_TASK BRIEF_
Arrange the listing, starting at the line containing "Could you help me find the chrome" and ending at the line containing "column 217, row 62", as a two-column CSV headed text and answer, with one row for each text paired with its answer. Put each value in a single quoted field, replacing any line breaks with spaces.

== AVAILABLE DATA ==

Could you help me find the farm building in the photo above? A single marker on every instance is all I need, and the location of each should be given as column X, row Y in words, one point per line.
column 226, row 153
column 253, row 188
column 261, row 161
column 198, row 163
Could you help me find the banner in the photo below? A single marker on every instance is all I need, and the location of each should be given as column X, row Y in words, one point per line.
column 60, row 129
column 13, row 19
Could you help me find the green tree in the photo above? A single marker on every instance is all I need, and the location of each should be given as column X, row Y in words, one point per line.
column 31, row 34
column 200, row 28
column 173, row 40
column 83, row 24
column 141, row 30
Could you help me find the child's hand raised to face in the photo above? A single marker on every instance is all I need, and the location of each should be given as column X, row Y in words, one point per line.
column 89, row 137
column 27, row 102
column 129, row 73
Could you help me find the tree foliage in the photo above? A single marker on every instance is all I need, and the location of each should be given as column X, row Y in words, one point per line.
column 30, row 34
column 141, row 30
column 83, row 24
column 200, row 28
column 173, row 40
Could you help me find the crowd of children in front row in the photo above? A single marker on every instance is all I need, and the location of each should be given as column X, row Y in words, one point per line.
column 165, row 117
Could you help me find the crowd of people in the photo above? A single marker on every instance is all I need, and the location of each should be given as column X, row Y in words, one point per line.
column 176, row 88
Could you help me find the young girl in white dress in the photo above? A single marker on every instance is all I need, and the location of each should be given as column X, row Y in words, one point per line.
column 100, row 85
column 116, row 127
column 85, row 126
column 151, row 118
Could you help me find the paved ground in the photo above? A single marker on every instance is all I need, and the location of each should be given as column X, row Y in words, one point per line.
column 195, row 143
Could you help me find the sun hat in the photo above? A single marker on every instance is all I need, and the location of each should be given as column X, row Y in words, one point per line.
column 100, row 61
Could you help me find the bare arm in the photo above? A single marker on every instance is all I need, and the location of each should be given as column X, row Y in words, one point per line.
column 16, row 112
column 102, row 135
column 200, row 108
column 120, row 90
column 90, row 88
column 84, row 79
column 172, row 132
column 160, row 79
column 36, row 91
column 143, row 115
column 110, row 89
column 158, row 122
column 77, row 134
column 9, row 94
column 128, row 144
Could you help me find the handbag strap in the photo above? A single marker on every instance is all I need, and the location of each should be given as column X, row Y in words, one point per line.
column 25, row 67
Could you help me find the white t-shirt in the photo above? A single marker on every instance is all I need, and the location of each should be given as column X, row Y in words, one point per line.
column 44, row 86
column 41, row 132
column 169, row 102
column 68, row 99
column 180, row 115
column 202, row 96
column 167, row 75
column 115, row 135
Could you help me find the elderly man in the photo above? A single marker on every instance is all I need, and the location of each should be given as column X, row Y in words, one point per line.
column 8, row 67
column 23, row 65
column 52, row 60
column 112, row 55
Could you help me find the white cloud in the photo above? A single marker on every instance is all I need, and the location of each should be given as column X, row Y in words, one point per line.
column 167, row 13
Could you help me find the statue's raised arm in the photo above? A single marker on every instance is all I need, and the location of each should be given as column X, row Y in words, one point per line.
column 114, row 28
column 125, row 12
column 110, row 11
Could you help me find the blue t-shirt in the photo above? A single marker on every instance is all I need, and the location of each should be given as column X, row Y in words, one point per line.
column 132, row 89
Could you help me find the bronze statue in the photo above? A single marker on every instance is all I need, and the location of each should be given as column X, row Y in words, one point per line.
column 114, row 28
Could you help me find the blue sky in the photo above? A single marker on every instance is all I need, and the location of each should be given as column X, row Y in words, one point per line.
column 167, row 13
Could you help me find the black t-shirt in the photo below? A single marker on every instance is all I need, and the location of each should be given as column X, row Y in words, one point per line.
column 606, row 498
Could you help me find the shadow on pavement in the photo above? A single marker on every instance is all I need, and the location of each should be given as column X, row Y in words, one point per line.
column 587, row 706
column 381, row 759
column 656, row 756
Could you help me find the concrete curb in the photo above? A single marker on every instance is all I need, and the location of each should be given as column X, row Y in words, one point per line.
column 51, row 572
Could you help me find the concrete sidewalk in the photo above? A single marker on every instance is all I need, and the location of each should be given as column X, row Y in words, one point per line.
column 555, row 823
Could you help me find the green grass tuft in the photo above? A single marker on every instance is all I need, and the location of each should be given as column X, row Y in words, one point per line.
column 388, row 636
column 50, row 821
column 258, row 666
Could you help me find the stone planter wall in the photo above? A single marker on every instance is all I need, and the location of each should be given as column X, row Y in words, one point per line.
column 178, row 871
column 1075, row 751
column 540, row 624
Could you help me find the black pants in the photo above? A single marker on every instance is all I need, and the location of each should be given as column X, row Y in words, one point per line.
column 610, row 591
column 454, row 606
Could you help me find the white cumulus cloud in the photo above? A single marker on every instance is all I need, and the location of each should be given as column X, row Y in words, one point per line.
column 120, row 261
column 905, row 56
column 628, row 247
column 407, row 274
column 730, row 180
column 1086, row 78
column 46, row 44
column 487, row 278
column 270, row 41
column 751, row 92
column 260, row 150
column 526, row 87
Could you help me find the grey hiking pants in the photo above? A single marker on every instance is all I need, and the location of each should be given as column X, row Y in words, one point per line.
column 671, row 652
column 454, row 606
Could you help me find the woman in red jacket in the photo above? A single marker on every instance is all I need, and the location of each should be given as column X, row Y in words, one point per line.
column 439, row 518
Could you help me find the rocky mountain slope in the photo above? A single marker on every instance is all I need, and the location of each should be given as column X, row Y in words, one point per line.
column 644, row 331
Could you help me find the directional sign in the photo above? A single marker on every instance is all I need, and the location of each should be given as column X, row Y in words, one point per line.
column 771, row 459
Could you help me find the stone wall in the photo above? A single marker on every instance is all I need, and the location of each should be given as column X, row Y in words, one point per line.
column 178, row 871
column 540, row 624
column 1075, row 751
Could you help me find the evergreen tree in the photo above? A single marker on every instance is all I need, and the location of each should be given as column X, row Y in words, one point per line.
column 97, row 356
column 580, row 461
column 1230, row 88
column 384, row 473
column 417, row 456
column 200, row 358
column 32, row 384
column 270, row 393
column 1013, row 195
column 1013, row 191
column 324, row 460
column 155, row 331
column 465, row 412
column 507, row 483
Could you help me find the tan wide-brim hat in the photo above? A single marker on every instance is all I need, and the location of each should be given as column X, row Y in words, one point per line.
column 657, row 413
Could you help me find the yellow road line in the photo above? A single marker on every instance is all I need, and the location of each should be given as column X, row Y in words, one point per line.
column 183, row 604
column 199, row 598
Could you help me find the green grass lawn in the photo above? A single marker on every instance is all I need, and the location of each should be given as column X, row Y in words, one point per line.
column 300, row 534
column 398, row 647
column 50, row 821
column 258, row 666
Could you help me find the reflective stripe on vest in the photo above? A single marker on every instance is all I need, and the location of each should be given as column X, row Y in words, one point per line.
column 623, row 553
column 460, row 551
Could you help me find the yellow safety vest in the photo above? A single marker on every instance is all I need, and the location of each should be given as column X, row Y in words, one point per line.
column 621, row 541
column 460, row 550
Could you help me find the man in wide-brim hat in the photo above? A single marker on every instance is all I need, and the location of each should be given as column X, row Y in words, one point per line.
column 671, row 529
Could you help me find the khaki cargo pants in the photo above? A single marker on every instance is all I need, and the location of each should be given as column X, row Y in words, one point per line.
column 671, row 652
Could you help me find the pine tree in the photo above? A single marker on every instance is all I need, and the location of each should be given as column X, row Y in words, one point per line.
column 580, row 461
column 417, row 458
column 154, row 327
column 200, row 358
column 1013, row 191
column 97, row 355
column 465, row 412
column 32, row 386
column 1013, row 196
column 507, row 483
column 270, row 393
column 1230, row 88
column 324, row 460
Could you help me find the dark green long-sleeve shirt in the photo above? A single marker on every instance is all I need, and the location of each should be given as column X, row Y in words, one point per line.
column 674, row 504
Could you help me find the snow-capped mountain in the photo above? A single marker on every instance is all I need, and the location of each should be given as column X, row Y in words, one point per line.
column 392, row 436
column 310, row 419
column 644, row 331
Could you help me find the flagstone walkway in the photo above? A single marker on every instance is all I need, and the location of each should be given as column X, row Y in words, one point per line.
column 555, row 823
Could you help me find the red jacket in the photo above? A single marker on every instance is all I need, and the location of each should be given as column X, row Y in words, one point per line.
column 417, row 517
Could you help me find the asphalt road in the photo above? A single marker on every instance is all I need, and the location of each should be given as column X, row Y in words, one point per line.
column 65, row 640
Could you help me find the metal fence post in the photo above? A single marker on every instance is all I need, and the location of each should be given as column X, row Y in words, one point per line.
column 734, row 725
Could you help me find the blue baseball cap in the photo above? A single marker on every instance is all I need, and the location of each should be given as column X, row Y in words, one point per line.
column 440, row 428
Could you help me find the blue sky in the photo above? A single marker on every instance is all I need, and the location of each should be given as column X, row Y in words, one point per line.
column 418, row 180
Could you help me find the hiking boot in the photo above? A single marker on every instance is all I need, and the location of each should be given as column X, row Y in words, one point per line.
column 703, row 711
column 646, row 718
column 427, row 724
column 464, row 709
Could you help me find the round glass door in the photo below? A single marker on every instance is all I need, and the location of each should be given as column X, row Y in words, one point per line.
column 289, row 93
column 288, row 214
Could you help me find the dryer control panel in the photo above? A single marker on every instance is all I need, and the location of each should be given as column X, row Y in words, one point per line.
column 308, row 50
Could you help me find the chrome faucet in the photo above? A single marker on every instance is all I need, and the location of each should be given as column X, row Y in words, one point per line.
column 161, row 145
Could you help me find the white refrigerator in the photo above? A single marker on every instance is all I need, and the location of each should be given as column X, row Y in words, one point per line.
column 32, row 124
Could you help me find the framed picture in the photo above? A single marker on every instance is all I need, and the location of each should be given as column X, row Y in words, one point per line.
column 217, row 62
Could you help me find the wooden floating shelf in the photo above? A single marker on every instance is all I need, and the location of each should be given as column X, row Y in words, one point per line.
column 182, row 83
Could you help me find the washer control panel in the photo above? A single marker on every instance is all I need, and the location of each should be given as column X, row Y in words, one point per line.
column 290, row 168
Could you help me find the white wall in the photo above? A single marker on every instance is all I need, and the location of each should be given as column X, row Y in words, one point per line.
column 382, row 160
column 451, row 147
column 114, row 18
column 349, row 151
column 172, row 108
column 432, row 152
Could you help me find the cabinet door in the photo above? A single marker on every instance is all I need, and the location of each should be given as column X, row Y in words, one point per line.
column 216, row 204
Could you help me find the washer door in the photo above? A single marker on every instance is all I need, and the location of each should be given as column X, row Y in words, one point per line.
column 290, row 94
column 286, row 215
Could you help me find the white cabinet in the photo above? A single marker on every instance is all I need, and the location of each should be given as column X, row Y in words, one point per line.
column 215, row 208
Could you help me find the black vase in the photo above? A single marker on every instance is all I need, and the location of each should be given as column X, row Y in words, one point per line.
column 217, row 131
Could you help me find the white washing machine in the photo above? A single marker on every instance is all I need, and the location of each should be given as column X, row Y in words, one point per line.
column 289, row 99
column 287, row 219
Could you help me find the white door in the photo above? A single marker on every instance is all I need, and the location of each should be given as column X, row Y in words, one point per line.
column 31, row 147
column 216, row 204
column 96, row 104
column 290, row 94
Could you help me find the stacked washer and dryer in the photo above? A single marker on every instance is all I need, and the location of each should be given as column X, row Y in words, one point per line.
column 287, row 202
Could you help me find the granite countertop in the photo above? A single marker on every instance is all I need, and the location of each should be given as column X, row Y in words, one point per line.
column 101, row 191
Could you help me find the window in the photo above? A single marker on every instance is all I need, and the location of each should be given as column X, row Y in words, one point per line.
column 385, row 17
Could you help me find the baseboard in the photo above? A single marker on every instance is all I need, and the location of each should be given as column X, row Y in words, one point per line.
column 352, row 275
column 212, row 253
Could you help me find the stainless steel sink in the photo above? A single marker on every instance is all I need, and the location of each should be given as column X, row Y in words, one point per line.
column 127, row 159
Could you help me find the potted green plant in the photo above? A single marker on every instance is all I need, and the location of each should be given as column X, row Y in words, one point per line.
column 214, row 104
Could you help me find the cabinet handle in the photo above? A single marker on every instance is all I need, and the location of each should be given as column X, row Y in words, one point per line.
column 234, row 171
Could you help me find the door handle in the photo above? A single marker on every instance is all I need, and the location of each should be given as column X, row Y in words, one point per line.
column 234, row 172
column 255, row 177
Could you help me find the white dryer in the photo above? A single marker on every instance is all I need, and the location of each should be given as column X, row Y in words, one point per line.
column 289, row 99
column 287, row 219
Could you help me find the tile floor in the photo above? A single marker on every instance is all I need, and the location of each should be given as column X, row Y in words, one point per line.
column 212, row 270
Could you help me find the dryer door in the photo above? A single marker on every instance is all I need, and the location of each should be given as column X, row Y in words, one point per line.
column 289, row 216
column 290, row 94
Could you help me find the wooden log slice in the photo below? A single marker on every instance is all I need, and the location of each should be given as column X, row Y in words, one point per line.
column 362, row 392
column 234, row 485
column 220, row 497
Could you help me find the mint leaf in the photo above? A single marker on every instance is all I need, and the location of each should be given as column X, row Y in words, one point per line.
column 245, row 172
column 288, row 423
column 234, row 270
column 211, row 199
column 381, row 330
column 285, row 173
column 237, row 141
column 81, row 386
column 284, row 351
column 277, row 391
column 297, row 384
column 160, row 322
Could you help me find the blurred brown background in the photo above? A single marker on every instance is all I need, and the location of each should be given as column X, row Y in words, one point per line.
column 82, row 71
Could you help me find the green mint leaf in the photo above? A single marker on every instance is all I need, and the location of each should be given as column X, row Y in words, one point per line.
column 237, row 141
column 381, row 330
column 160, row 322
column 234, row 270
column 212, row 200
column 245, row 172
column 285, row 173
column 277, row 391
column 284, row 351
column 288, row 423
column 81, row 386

===

_SOLUTION_
text,answer
"Could you help me find the chrome faucet in the photo above? A single marker on every instance is all I need, and the location of each should be given as column X, row Y in words, one point per line.","column 161, row 145"
"Could you help me find the white refrigerator in the photo above? A single marker on every instance is all I need, and the location of each should be given as column X, row Y in words, one point per line.","column 32, row 124"
"Could you help me find the framed picture in the photo above? A single marker on every instance is all I need, and the location of each should be given as column X, row Y in words, one point per line.","column 217, row 62"